▶ [PASSO CITATO]:
Lavorano molto perché sanno che il momento è giusto per fare il cosiddetto salto di qualità, come conferma uno dei membri della band, Alberto Guidetti: «Dopo Turisti Della Democrazia realizzato molto più istintivamente, con L’Italia Peggiore abbiamo lavorato in modo programmatico. La gestazione del disco è stata lunga: sei mesi in studio ed un anno e mezzo di preparazione e scelta del materiale. La qualità di quanto fatto secondo noi è salita.».L’età media del loro pubblico è under 25: «Il grosso della gente che vieni ai nostri live si concentra tra i diciotto ed i ventiquattro anni. Chi poi ci ascolta ed acquista i nostri dischi arriva probabilmente attorno ai trentacinque di media». Sano, robusto e frivolo pop. Dove – va sottolineato – i testi contano. E molto. Storie di malesseri generazionali si alternano a storie di ordinaria precarietà e disparità socialità specchio della nostra spesso terribile quotidianità.

Grazie a testi costruiti con metodo, Lo Stato Sociale ha trovato così il modo per parlare alle nuove generazioni, raccontando situazioni e emozioni oggettive: «Arriviamo da un passato adolescenziale e giovanile di appartenenza al movimento. Siamo stati attivi tra centri sociali, l’Onda e quanto di altro girava all’epoca. Abbiamo vissuto e continuiamo a vivere l’impegno a sinistra in quanto ci appartiene per storia, è una cosa che fa parte di noi. È normale quindi che queste esperienze confluiscano all’interno delle nostre canzoni e che la situazione del concerto sia quella in cui riusciamo a comunicare di più.».

L’esigenza di scrivere brani di protesta quindi è una spinta costante, quasi inesauribile, ed è proposta in versione contemporanea da Lo Stato Sociale: «Quando costruisci una canzone hai a disposizione quei quattro minuti circa in cui sintetizzare il messaggio senza risultare, banale, furbo e scontato. Esiste una necessità di arrivare direttamente a quello che devi dire con sincerità, si vive un’urgenza espressiva che viene mediata solamente da quelle che sono le nostre idee ed emozioni. Altrettanto accade quando poi le porti sul palco, dove non sei lì né a fare un comizio né una pagliacciata. Credo che le persone abbiano un grande potenziale emotivo e quando sei dal vivo cerchi di raccontare nel modo migliore per farti comprendere e entrare in empatia».

Durante le loro esibizioni raccontano di vicende come quelle di Cucchi e Aldrovandi: «Ogni concerto è come se fosse un giornale, ci guardiamo sempre attorno per avere ogni giorno uno spunto nuovo. Facendo tour molto lunghi abbiamo incrociato eventi e cose diverse da raccontare, e per questo non esiste un copione scritto delle nostre esibizioni. Certo ci sono dei punti fermi che ci appartengono molto, come appunto la vicenda di Cucchi e Aldrovandi, e ancora di recente il social strike contro il Job’s Act. E poi quando possiamo non ci tiriamo indietro cercando di partecipare, come è stato di recente per la manifestazione No Tav per il Terzo Valico ad Alessandria e ancora per il concerto «Musica per Federico» a Ferrara a fine estate, uno dei momenti più belli per noi.».

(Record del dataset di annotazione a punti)
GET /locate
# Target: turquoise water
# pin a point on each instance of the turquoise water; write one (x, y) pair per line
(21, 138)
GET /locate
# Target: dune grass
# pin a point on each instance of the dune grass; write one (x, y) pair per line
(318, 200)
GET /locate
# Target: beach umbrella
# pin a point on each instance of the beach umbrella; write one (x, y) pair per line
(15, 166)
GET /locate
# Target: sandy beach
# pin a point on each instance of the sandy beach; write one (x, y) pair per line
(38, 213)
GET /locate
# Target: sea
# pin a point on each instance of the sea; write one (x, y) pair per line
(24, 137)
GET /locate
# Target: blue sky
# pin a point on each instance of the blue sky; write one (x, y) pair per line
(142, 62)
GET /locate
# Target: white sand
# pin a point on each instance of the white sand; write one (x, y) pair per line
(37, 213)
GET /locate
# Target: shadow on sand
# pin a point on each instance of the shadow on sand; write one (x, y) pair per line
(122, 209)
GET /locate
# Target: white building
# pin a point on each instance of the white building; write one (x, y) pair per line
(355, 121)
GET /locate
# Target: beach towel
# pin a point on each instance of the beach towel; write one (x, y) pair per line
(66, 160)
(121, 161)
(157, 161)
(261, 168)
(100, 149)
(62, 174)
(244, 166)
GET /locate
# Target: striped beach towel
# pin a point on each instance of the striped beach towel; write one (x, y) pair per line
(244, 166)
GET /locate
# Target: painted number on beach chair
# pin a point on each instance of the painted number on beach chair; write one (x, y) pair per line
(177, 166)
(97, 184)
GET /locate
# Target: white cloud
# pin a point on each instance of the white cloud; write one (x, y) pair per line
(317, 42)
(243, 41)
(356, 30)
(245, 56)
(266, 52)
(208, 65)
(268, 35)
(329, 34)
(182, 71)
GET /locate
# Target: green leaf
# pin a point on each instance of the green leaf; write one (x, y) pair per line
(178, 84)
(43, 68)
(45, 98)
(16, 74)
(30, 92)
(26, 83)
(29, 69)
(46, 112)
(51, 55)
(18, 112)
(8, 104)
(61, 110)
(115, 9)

▶ [COMPITI]:
• A. Nell'articolo su Lo Stato Sociale, quali aggettivi indicano ciò che una canzone non deve risultare quando si sintetizza il messaggio?
• B. Conta le righe dei record che contengono la stringa "painted", tenendo conto di maiuscole e minuscole, e scrivi soltanto il numero.
L'articolo e i record provengono da fonti diverse.

▶ [ELENCO RISPOSTE]:
• A. banale, furbo, scontato

• B. 2